▶ _Exercise instructions_: The entire set of lines below should be copied exactly.

[Stored items from a collection]
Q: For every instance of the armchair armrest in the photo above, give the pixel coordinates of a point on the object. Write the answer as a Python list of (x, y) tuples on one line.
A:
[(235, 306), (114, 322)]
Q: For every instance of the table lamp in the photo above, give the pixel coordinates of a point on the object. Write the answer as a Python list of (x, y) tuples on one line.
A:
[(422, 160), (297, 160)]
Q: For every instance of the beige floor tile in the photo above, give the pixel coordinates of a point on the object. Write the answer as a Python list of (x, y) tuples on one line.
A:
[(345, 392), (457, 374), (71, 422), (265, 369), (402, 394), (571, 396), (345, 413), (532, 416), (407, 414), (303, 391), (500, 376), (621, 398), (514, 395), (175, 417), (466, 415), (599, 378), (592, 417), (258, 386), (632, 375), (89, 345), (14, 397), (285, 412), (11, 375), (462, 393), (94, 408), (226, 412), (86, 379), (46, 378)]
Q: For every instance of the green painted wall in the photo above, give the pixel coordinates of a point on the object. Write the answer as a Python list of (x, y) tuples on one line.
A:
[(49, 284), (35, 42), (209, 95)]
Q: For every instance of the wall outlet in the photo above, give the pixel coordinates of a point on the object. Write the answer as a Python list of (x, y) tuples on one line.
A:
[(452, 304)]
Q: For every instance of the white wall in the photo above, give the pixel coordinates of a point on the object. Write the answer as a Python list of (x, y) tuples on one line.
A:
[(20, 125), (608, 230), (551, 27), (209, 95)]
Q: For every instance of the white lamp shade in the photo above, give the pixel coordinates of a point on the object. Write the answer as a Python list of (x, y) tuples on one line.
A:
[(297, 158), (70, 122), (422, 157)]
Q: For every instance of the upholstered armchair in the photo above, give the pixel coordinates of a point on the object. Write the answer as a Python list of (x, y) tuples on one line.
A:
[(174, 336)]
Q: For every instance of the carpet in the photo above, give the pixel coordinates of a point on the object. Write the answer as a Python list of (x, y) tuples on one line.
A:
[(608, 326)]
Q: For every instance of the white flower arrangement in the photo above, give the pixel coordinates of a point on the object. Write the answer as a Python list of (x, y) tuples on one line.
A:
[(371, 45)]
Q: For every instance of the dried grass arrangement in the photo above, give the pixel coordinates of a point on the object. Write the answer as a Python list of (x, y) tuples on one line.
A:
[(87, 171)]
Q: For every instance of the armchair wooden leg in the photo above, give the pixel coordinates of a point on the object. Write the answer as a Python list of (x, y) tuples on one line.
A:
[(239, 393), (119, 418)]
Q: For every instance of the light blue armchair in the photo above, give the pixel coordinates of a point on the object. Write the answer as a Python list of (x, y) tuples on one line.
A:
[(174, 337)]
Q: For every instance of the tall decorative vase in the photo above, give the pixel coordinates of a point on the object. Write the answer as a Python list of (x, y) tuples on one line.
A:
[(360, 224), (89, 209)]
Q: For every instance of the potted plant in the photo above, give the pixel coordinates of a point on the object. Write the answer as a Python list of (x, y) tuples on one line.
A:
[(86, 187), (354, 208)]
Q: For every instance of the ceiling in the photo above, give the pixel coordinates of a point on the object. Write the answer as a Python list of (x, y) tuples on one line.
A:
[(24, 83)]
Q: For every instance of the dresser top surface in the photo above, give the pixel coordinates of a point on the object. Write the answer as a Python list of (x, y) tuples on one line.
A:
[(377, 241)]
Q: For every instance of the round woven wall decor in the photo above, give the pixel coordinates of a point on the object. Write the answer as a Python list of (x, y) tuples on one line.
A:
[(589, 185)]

▶ _Solution for this exercise_:
Q: For every instance of the armchair armrest in the photo above, give the pixel coordinates of a point on the object. Write the answer as a Python list of (x, y) tuples on one line.
A:
[(235, 306), (114, 322)]
Q: For every instance of the table lamp in the photo above, give the pixel coordinates of a point on the object. Write the answer as a Python list of (x, y) tuples on one line.
A:
[(422, 160), (297, 160)]
Q: For every instance of the beige floor tile in the photo above, give the pixel coordinates of a point on the object. Write the answer as a Python list of (x, y) tuples on one line.
A:
[(345, 392), (457, 374), (71, 422), (265, 369), (402, 394), (571, 396), (345, 413), (532, 416), (407, 414), (303, 391), (500, 376), (621, 398), (514, 395), (175, 417), (466, 415), (599, 378), (592, 417), (258, 386), (632, 375), (89, 345), (14, 397), (285, 412), (11, 375), (462, 393), (94, 408), (226, 412), (86, 379), (46, 378)]
Q: For every instance of the green painted wall in the photo above, give the pixel coordinates of a point on the object. Write the answer as a Python list of (x, y) tuples on one line.
A:
[(49, 284), (35, 42), (209, 95)]
Q: For every instance of the wall outlet in the photo above, give the pixel coordinates of a point on the object. Write the answer as a Python list of (x, y) tuples on one line.
A:
[(452, 304)]
Q: For every instance of the white wall in the photo above, give the pixel coordinates of a point on the object. Write the answer as a Python list of (x, y) tuples on one line.
A:
[(20, 125), (608, 230), (551, 27), (209, 95)]
Q: For every instance of the white lamp shade in the photo above, give the pixel coordinates of a point on the object. Write the answer as a Python list of (x, y) tuples on one line.
A:
[(297, 158), (70, 122), (422, 157)]
Q: For every instance of the upholstered armchair in the photo above, give the pixel coordinates of a point on the object. Write the answer as a Python list of (x, y) tuples on one line.
A:
[(174, 336)]
Q: For every instance of the carpet in the photo above, give the pixel coordinates of a point on the object. Write the answer as a Python list of (x, y) tuples on one line.
A:
[(608, 326)]
Q: For every instance of the white flower arrangement in the photo above, give the pixel coordinates of a point on the object. Write the answer as a Python list of (x, y) tuples on one line.
A:
[(371, 45)]
Q: For every instance of the dried grass arrangement in the photo above, give the pixel coordinates of a point on the object. Write the answer as a Python list of (x, y) tuples on one line.
A:
[(87, 171)]
Q: For every instance of the armchair wooden leg in the photo above, give the pixel coordinates of a point on the object. Write the answer as a Python list of (x, y) tuples on one line.
A:
[(239, 393), (119, 418)]
Q: For every instance of the light blue armchair in the photo above, give the pixel coordinates of a point on the object. Write the answer as a Python list of (x, y) tuples on one line.
A:
[(174, 337)]
Q: For every instance of the tall decorative vase in the photo above, give the pixel coordinates of a point on the object. Write the answer as a Python list of (x, y) tuples on one line.
A:
[(360, 224), (89, 209)]
Q: For every instance of the potted plant in the photo above, give the pixel coordinates of a point on the object. Write the answer as a Python list of (x, y) tuples on one line.
A:
[(86, 187), (354, 208)]
Q: For every instance of the ceiling in the photo above, give the pixel coordinates of a point on the object. Write the answer as a Python list of (x, y) tuples on one line.
A:
[(24, 83)]
Q: For every instance of the dresser top surface in the photo above, give the pixel coordinates of a point on the object. Write the answer as a Python list of (x, y) tuples on one line.
A:
[(377, 241)]
Q: For every instance of the round woven wall decor in the photo above, give the pixel coordinates of a point on the object. Write the answer as a Python list of (x, y) tuples on one line.
A:
[(589, 185)]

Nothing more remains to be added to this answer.